Record extracts:
═══
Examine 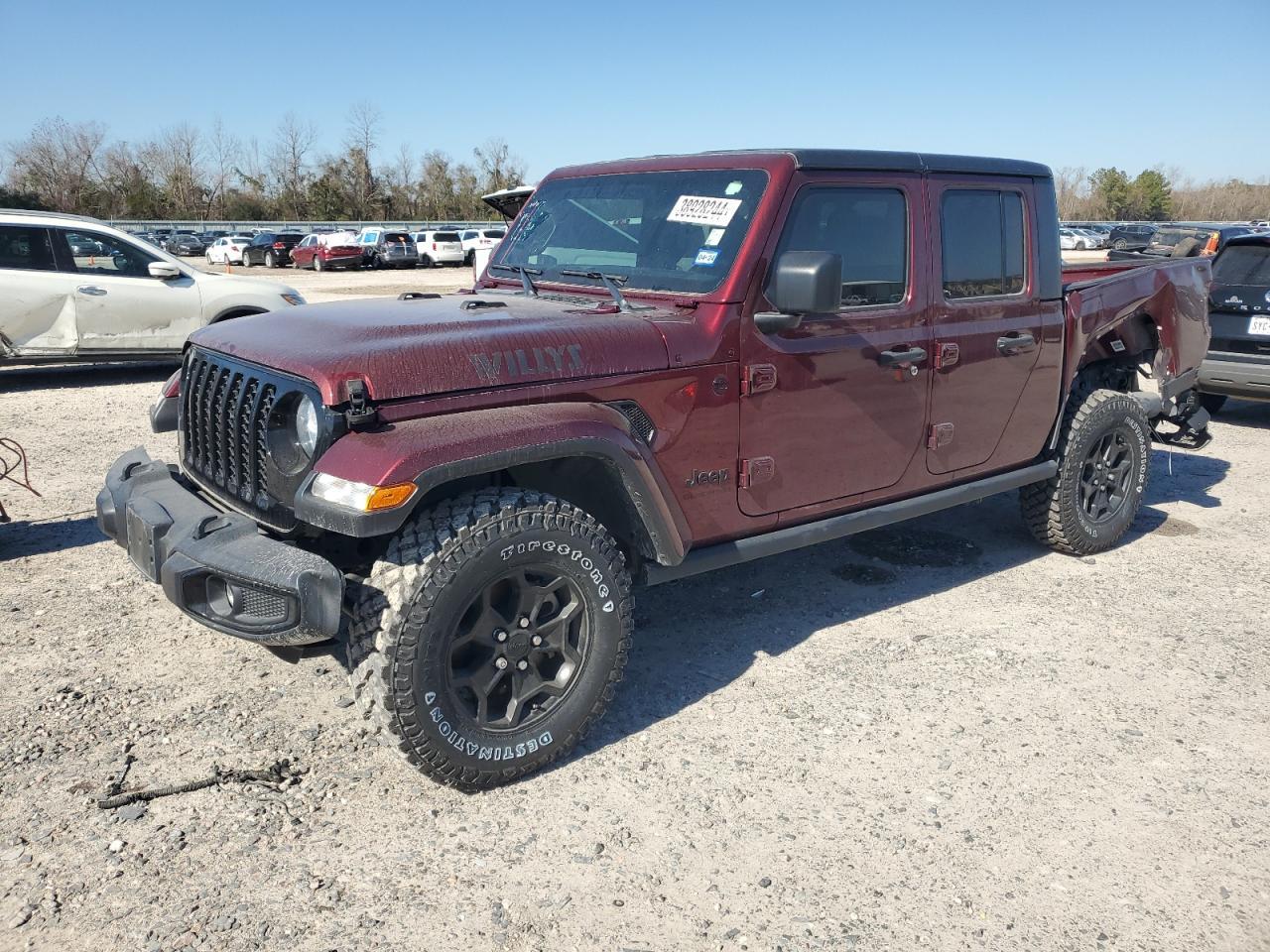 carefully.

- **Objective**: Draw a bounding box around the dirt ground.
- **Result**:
[0,269,1270,952]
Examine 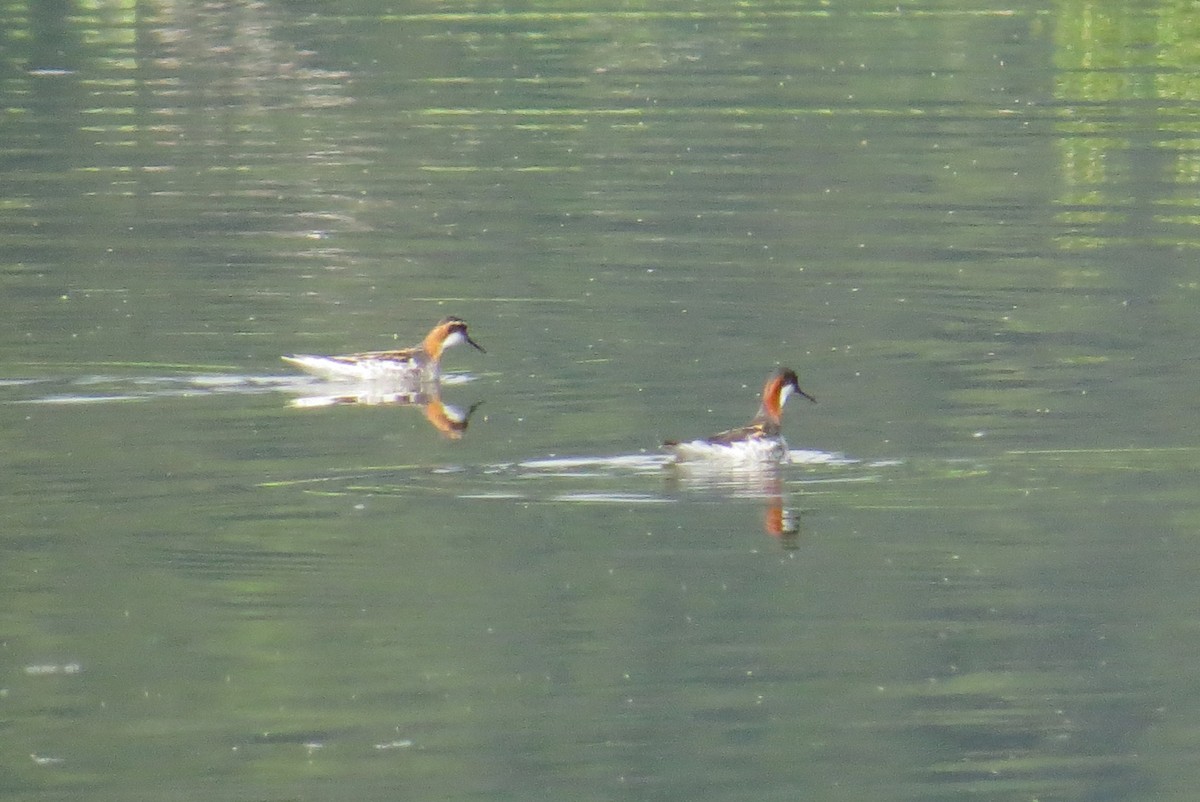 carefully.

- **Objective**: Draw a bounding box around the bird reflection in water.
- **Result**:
[288,381,482,439]
[666,462,800,550]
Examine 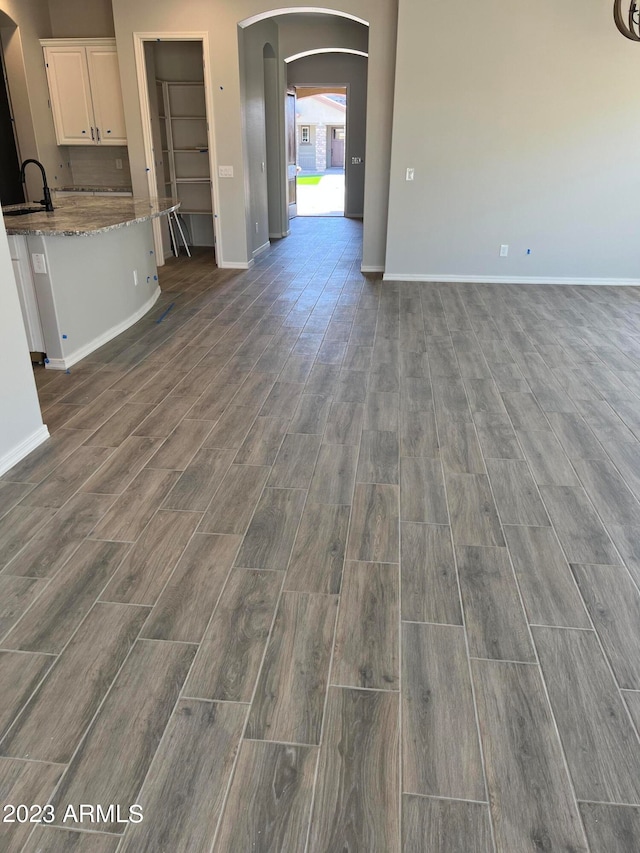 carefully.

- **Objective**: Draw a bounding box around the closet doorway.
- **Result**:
[135,33,217,262]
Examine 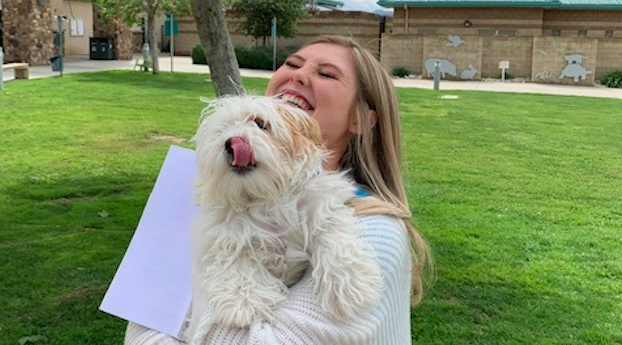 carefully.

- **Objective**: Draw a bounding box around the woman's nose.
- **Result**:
[291,67,309,86]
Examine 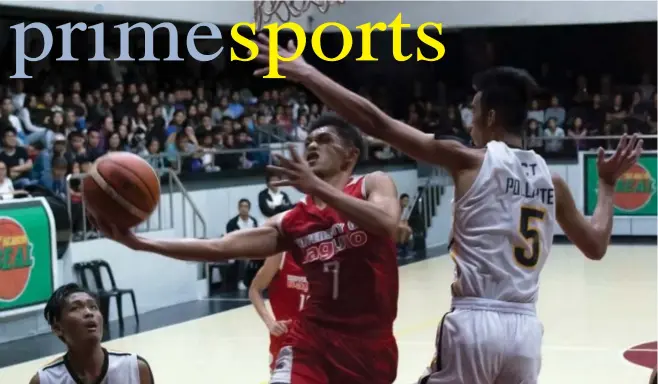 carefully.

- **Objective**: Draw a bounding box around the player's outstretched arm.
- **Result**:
[314,171,400,238]
[553,136,642,260]
[250,34,481,173]
[90,215,284,261]
[249,253,288,336]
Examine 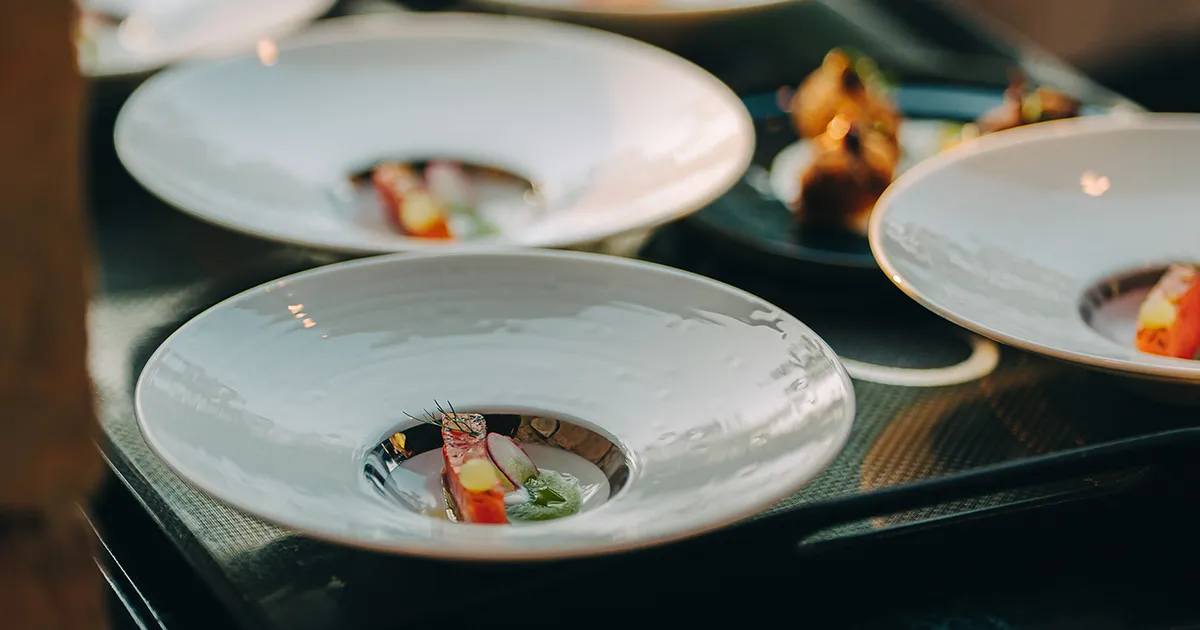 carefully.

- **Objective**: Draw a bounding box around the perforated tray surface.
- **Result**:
[79,2,1166,630]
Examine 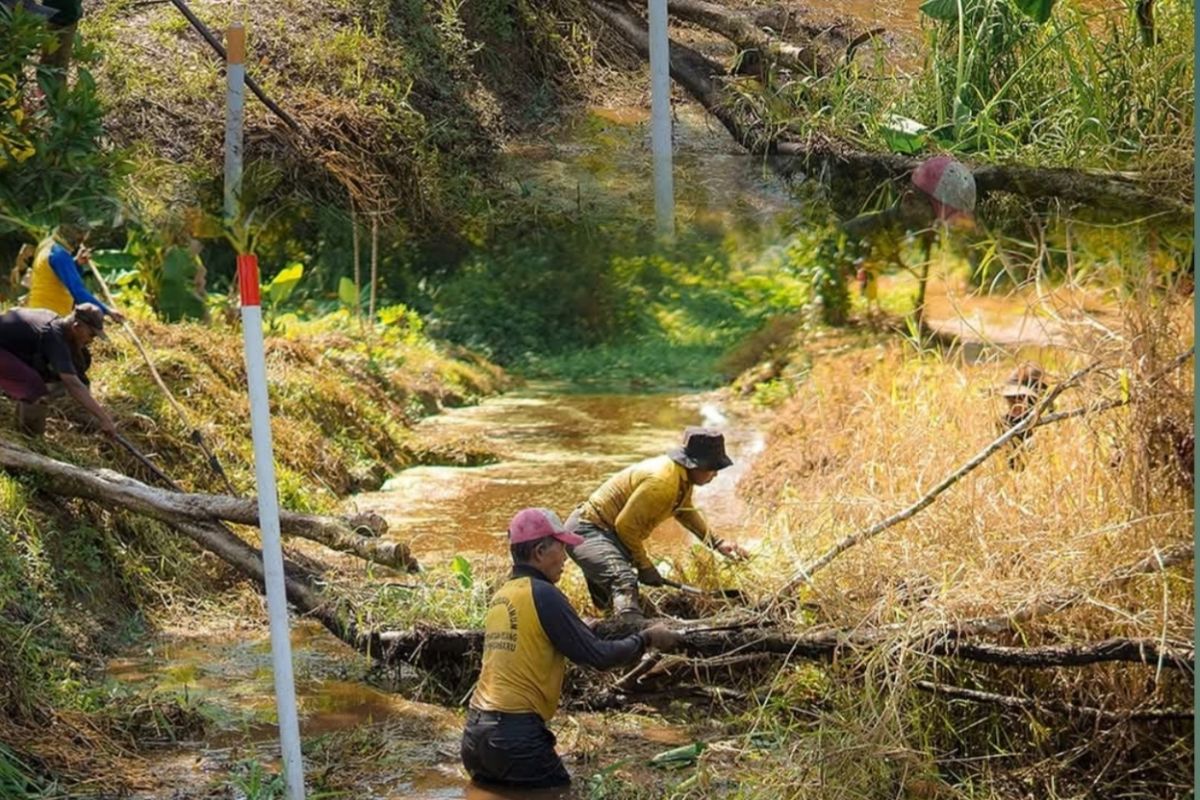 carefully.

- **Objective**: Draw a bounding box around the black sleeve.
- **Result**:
[42,333,76,375]
[533,581,646,669]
═══
Which lines of the data above contain the string "Draw", with case counting? List each one in full.

Final answer:
- **Objective**: Draw a bounding box around the dirt ground.
- **Objective**: Draw a bounding box around the bird reflection in water.
- **Objective**: Draw a bounding box around the closet doorway.
- **Objective**: Draw a bounding box around the woman's nose.
- **Objective**: Draw a bounding box around the player's outstretched arm.
- **Objective**: Draw a bounding box around the perforated tray surface.
- **Objective**: Draw a bounding box around the black sleeve.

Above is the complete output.